### To do
A. From the Seinfeld article, return everything from "In a recent" down to "pay the fee.", copied word for word.
B. According to the Seinfeld article, on what date did "The Kiss Hello" air?
BEGIN Excerpt provided
Though the official creators of the beloved 90s sitcom Seinfeld are Jerry Seinfeld and Larry David, the pair had plenty of help from friends and colleagues along the way. One such colleague was comedian Carol Leifer, who wrote many of the series’ episodes, drawing on both her real-life experiences and natural comedic skill.
In a recent Instagram post, Carol Leifer reminded Seinfeld fans that she not only helped create the series but guest-starred in a single episode, “The Kiss Hello.” During this particular Seinfeld episode, George Costanza (Jason Alexander) is trapped in an infuriating situation in which he’s forced to pay for an appointment, even though he canceled it. Carol Leifer plays the “clicking” nurse who insists George pay the fee.
“[Throwback Thursday]!” Leifer wrote in the caption. “27 years ago today “The Kiss Hello” aired (2/16/95). My one & only Seinfeld guest star role, after incessant nagging. I played the hilarious Wendie Malick’s nurse.”
Hilariously, Leifer then adds that Jason Alexander pranked her during the scene in an attempt to make her break character. The seasoned comedian was no stranger to rude humor, however, and never cracked, despite Alexander’s best efforts.
“Little story…” she continued. “When Jason Alexander wrote a check to me in that scene, he wrote something crazy dirty to try and break me up. And with each take, the checks got filthier and filthier! Still surprised to this day that I never lost it!”
END Excerpt provided
BEGIN Entries shown
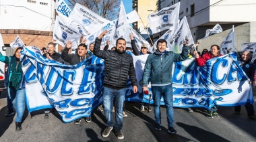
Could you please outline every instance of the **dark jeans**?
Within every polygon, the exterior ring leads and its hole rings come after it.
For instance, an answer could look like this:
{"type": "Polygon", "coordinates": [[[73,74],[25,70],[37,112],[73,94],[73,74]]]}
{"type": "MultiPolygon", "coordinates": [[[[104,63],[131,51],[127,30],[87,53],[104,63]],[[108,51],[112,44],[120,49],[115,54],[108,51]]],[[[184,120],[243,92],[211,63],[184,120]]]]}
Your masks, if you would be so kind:
{"type": "MultiPolygon", "coordinates": [[[[246,111],[247,111],[247,115],[254,115],[254,108],[253,104],[249,103],[248,102],[245,105],[246,111]]],[[[234,111],[240,112],[241,111],[241,106],[235,106],[234,111]]]]}
{"type": "Polygon", "coordinates": [[[123,109],[125,98],[125,91],[126,88],[116,90],[108,87],[104,88],[103,104],[104,106],[104,113],[106,119],[106,125],[107,127],[114,127],[115,130],[121,130],[123,127],[123,109]],[[112,116],[114,98],[116,115],[116,124],[115,126],[112,116]]]}

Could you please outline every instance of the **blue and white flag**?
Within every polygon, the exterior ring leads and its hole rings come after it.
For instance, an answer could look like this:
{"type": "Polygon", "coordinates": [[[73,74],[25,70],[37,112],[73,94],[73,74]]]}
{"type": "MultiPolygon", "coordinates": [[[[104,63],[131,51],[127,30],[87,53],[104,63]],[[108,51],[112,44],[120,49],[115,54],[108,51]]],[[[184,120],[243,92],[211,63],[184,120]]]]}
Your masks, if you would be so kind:
{"type": "Polygon", "coordinates": [[[73,42],[82,36],[77,25],[74,23],[68,25],[67,20],[65,17],[57,16],[53,30],[53,40],[63,47],[66,46],[67,41],[73,42]]]}
{"type": "Polygon", "coordinates": [[[166,29],[174,30],[179,23],[180,3],[170,7],[162,9],[160,11],[150,14],[148,21],[153,33],[166,29]]]}
{"type": "Polygon", "coordinates": [[[56,5],[56,12],[59,15],[63,15],[68,17],[72,10],[67,5],[64,0],[58,0],[56,5]]]}
{"type": "Polygon", "coordinates": [[[15,49],[15,48],[24,48],[25,47],[25,44],[23,44],[22,40],[19,36],[17,36],[14,41],[10,44],[10,47],[12,49],[15,49]]]}
{"type": "Polygon", "coordinates": [[[216,34],[216,33],[221,33],[222,32],[222,27],[218,24],[217,23],[213,29],[207,29],[205,31],[205,36],[203,38],[206,38],[207,37],[211,36],[211,35],[213,35],[213,34],[216,34]]]}
{"type": "MultiPolygon", "coordinates": [[[[137,81],[140,84],[147,56],[133,57],[135,61],[137,81]]],[[[209,109],[214,105],[237,106],[247,102],[253,103],[251,85],[236,60],[236,54],[232,53],[211,59],[202,67],[197,66],[193,58],[176,62],[172,66],[174,106],[209,109]]],[[[136,94],[131,90],[131,86],[127,88],[129,90],[127,92],[130,94],[127,94],[126,100],[149,102],[149,95],[143,94],[139,85],[136,94]]],[[[153,102],[151,97],[150,103],[153,102]]],[[[162,98],[161,104],[164,104],[162,98]]]]}
{"type": "MultiPolygon", "coordinates": [[[[173,51],[174,53],[179,54],[182,52],[183,44],[186,42],[186,38],[189,38],[189,45],[194,44],[187,18],[184,17],[174,31],[170,29],[159,39],[164,39],[167,41],[167,51],[173,51]]],[[[156,41],[154,47],[156,47],[158,41],[156,41]]]]}
{"type": "Polygon", "coordinates": [[[86,38],[102,28],[110,22],[96,13],[93,12],[86,7],[76,3],[72,13],[69,16],[69,23],[76,23],[79,25],[82,35],[86,38]]]}
{"type": "Polygon", "coordinates": [[[104,60],[92,56],[67,66],[24,50],[22,70],[30,112],[55,107],[65,123],[88,117],[102,102],[104,60]]]}
{"type": "Polygon", "coordinates": [[[234,27],[229,31],[228,36],[220,46],[220,54],[225,55],[235,52],[234,27]]]}

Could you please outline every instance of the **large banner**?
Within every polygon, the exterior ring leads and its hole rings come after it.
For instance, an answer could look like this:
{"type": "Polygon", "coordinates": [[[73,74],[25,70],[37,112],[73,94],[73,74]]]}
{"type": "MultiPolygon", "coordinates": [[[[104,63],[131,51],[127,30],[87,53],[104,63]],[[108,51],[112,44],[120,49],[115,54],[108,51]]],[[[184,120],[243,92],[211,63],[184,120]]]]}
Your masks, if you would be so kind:
{"type": "MultiPolygon", "coordinates": [[[[131,54],[131,53],[130,53],[131,54]]],[[[92,56],[73,66],[49,60],[31,49],[22,53],[22,70],[30,112],[55,107],[65,123],[91,115],[102,102],[104,60],[92,56]]],[[[141,82],[147,55],[133,56],[138,84],[141,82]]],[[[173,103],[177,107],[211,108],[253,103],[249,80],[236,62],[235,54],[208,60],[199,67],[194,60],[173,65],[173,103]]],[[[150,84],[149,84],[149,86],[150,84]]],[[[139,85],[134,94],[128,81],[127,101],[153,103],[139,85]]],[[[161,104],[164,104],[161,100],[161,104]]]]}
{"type": "Polygon", "coordinates": [[[165,29],[174,30],[178,26],[180,3],[162,9],[156,13],[150,14],[148,20],[153,33],[165,29]]]}
{"type": "Polygon", "coordinates": [[[72,10],[64,0],[58,0],[56,5],[56,12],[58,13],[59,15],[68,17],[71,11],[72,10]]]}
{"type": "Polygon", "coordinates": [[[65,123],[88,117],[102,102],[104,60],[93,56],[73,66],[25,48],[22,70],[30,112],[55,107],[65,123]]]}
{"type": "Polygon", "coordinates": [[[86,38],[109,23],[86,7],[76,3],[69,16],[69,23],[75,23],[81,27],[82,35],[86,38]]]}

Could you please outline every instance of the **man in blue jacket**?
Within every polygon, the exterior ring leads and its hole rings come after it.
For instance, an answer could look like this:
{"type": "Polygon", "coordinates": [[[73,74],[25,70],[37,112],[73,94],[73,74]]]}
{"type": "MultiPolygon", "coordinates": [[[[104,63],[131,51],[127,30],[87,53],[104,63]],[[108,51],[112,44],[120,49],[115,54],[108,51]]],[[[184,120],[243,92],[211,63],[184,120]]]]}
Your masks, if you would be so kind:
{"type": "MultiPolygon", "coordinates": [[[[186,46],[187,44],[188,39],[186,46]]],[[[166,51],[166,45],[167,42],[165,40],[160,39],[157,42],[156,52],[148,56],[143,74],[142,88],[143,91],[148,90],[148,81],[151,76],[151,90],[153,93],[156,123],[155,129],[161,130],[160,102],[162,96],[166,106],[168,133],[174,134],[177,131],[173,127],[172,64],[174,62],[187,60],[189,50],[187,46],[184,46],[181,54],[175,54],[172,51],[166,51]]]]}

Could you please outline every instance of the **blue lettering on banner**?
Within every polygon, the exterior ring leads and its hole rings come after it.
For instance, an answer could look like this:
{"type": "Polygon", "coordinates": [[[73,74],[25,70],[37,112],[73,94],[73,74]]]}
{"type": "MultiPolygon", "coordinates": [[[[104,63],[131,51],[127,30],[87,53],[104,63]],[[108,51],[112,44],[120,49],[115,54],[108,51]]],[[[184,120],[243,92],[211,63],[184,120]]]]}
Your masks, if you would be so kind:
{"type": "Polygon", "coordinates": [[[73,94],[73,88],[70,87],[70,88],[67,90],[67,85],[68,84],[70,84],[70,85],[73,85],[72,82],[75,80],[75,70],[64,70],[64,80],[63,80],[63,83],[62,84],[62,87],[61,87],[61,95],[64,96],[70,96],[73,94]],[[71,76],[71,80],[69,80],[69,76],[71,76]]]}

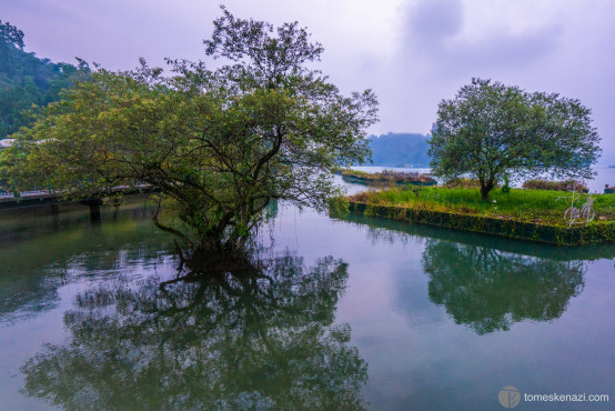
END Entries shown
### Results
A.
In a recent Instagram post, Carol Leifer reminded Seinfeld fans that she not only helped create the series but guest-starred in a single episode, “The Kiss Hello.” During this particular Seinfeld episode, George Costanza (Jason Alexander) is trapped in an infuriating situation in which he’s forced to pay for an appointment, even though he canceled it. Carol Leifer plays the “clicking” nurse who insists George pay the fee.

B. It aired on 2/16/95.